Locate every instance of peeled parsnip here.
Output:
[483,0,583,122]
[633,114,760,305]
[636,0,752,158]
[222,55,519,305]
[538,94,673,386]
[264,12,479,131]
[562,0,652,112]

--

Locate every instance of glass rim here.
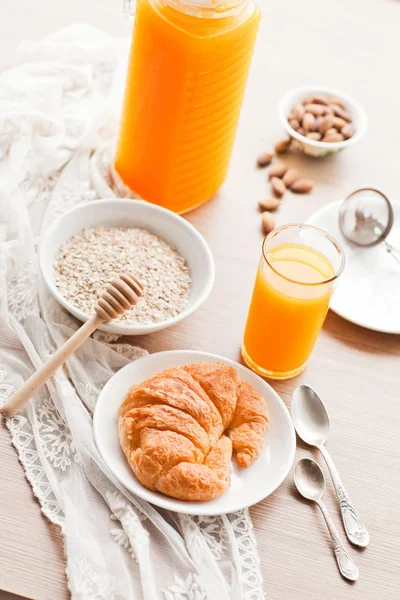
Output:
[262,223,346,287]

* [DIRECTIVE] Reproduce the data word for word, starting at the line containing "Locate every instance of peeled parsnip here." and ending at the line containing "[562,0,652,112]".

* [ANSWER IN FULL]
Locate every instance of peeled parsnip here.
Output:
[483,0,583,122]
[633,114,760,305]
[636,0,752,158]
[222,55,519,305]
[538,94,673,386]
[264,12,479,131]
[562,0,652,112]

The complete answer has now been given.